◆ EXERCISE GOAL
Collect every line of the entries that contains the string "rocky", treating uppercase and lowercase as different.
[Start of DATA RECORDS]
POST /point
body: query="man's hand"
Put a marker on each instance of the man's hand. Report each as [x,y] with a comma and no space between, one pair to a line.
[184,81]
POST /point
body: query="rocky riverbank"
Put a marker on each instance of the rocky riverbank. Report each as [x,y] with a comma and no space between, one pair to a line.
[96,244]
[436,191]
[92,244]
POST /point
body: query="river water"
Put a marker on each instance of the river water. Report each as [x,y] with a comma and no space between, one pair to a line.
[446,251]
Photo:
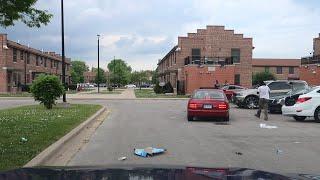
[End of DATA RECORDS]
◆ FULL ANSWER
body: query="rocky riverbank"
Put a marker on each instance of the rocky riverbank. Report each as [x,y] with a comma and no space between, one pair to a line.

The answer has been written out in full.